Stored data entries
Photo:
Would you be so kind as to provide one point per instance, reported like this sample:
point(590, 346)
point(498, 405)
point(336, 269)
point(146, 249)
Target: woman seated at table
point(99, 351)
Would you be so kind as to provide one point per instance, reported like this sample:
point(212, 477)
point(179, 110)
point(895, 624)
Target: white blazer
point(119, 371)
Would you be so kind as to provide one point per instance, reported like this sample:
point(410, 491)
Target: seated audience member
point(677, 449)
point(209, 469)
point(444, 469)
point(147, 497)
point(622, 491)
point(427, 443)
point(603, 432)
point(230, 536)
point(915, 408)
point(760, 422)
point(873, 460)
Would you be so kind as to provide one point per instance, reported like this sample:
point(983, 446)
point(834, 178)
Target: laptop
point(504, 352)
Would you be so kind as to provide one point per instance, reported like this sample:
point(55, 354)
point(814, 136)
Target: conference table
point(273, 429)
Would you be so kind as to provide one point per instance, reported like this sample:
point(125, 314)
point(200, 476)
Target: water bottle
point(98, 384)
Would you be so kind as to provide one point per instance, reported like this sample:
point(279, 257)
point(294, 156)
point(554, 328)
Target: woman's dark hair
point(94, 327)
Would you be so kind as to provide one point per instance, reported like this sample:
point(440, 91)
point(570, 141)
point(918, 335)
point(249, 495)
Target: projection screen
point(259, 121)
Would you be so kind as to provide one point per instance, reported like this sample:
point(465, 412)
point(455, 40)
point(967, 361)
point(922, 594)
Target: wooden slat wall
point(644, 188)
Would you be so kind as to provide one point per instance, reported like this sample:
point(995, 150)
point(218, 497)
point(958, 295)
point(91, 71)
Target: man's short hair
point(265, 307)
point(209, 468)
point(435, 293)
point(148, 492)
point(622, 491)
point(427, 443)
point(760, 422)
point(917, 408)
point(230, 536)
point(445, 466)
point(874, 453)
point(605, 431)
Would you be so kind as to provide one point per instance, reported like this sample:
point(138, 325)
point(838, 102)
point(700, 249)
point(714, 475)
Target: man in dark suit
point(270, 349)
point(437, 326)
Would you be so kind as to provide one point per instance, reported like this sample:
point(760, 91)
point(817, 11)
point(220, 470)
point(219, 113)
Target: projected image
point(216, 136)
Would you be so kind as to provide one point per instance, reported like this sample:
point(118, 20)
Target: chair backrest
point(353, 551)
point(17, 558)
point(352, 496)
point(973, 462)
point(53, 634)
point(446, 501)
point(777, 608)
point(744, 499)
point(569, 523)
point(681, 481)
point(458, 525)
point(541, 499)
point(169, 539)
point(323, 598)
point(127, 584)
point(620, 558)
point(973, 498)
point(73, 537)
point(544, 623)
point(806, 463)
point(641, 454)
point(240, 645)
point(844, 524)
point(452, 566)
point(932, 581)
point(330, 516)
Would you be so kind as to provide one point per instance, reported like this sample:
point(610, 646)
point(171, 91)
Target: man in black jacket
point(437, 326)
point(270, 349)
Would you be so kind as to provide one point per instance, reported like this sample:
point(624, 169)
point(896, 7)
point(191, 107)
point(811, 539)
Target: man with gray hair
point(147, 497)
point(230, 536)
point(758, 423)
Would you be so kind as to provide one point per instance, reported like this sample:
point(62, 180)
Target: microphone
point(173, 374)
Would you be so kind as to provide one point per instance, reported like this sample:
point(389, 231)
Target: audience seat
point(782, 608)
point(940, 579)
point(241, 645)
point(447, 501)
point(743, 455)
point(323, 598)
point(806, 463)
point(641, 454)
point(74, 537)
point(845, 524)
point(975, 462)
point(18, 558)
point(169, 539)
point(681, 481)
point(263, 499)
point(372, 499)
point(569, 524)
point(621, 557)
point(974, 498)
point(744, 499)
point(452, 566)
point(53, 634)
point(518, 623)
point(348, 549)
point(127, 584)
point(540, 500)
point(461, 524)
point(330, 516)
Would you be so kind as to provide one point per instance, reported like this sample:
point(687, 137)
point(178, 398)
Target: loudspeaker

# [Work request]
The entries above are to be copied word for word.

# [Exercise answer]
Photo:
Would you be so kind as to provide one point per instance, reported like this sample:
point(590, 346)
point(498, 405)
point(336, 269)
point(146, 249)
Target: woman seated at table
point(99, 351)
Would you be so kind as to provide one point per instance, reported like this sample:
point(212, 477)
point(179, 110)
point(895, 624)
Target: white blazer
point(119, 371)
Would you be so kind as to provide one point per instance, reported like this sample:
point(410, 491)
Target: seated audience member
point(677, 449)
point(209, 469)
point(444, 469)
point(147, 497)
point(622, 491)
point(427, 443)
point(603, 432)
point(230, 536)
point(915, 408)
point(760, 422)
point(873, 460)
Would you be so kind as to provide one point per instance, reported like this sample:
point(983, 446)
point(834, 178)
Target: laptop
point(504, 352)
Would you be so kind as to provide one point per instance, reported like this sample:
point(55, 354)
point(814, 136)
Target: conference table
point(273, 429)
Would you be so kind as to provide one point per instance, reported like this sample:
point(125, 314)
point(200, 476)
Target: water bottle
point(98, 384)
Would you be so kind as to provide one point per instance, reported like this sample:
point(279, 257)
point(294, 156)
point(554, 328)
Target: woman's dark hair
point(94, 327)
Would you be so kind as to provide one point per instance, reported like this sample:
point(440, 91)
point(570, 141)
point(918, 335)
point(249, 495)
Target: projection screen
point(259, 121)
Would you be so kind as to provide one point per instance, reported like this sample:
point(465, 412)
point(455, 40)
point(967, 361)
point(922, 594)
Target: wooden slat wall
point(644, 188)
Would you be so kind as to provide one point per instance, reported like this sample:
point(995, 150)
point(218, 497)
point(958, 295)
point(91, 71)
Target: man's short hair
point(265, 307)
point(209, 468)
point(435, 293)
point(148, 492)
point(622, 491)
point(427, 443)
point(760, 422)
point(917, 408)
point(230, 536)
point(445, 466)
point(874, 453)
point(605, 431)
Would you be so kind as to provide one point per instance, reported like this sample:
point(138, 325)
point(838, 102)
point(700, 249)
point(714, 475)
Target: man in dark suit
point(270, 349)
point(437, 326)
Would you be so kind as to provide one point per instance, reported like this sample:
point(760, 91)
point(817, 11)
point(220, 470)
point(219, 113)
Target: projected image
point(216, 136)
Would you be so kind as to provide one point per instance, reported like this sample:
point(118, 20)
Target: chair backrest
point(353, 551)
point(17, 558)
point(352, 496)
point(973, 462)
point(53, 634)
point(446, 501)
point(777, 608)
point(744, 499)
point(569, 523)
point(681, 481)
point(458, 525)
point(541, 499)
point(169, 539)
point(323, 598)
point(127, 584)
point(620, 558)
point(973, 498)
point(73, 537)
point(544, 623)
point(806, 463)
point(641, 454)
point(240, 645)
point(844, 524)
point(452, 566)
point(932, 581)
point(330, 516)
Would you be so kind as to provide one point per instance, reported like this sample:
point(610, 646)
point(171, 91)
Target: man in black jacket
point(437, 326)
point(270, 349)
Would you be so kind as to provide one point per instance, reported like this sample:
point(624, 169)
point(896, 7)
point(191, 107)
point(811, 539)
Target: man with gray hair
point(147, 497)
point(230, 536)
point(758, 423)
Would you be so kind as to provide one point per instance, reported like this sample:
point(62, 180)
Target: microphone
point(173, 374)
Would you be so kind as to provide one point per instance, reported like this sample:
point(389, 231)
Target: audience seat
point(782, 608)
point(940, 579)
point(241, 645)
point(447, 501)
point(743, 455)
point(323, 598)
point(806, 463)
point(641, 454)
point(74, 537)
point(845, 524)
point(975, 462)
point(18, 558)
point(169, 539)
point(681, 481)
point(263, 499)
point(372, 499)
point(569, 524)
point(621, 557)
point(974, 498)
point(744, 499)
point(452, 566)
point(53, 634)
point(518, 623)
point(348, 549)
point(127, 584)
point(540, 500)
point(461, 524)
point(330, 516)
Would you be so kind as to provide one point per instance, reported like this sample:
point(687, 137)
point(178, 398)
Target: loudspeaker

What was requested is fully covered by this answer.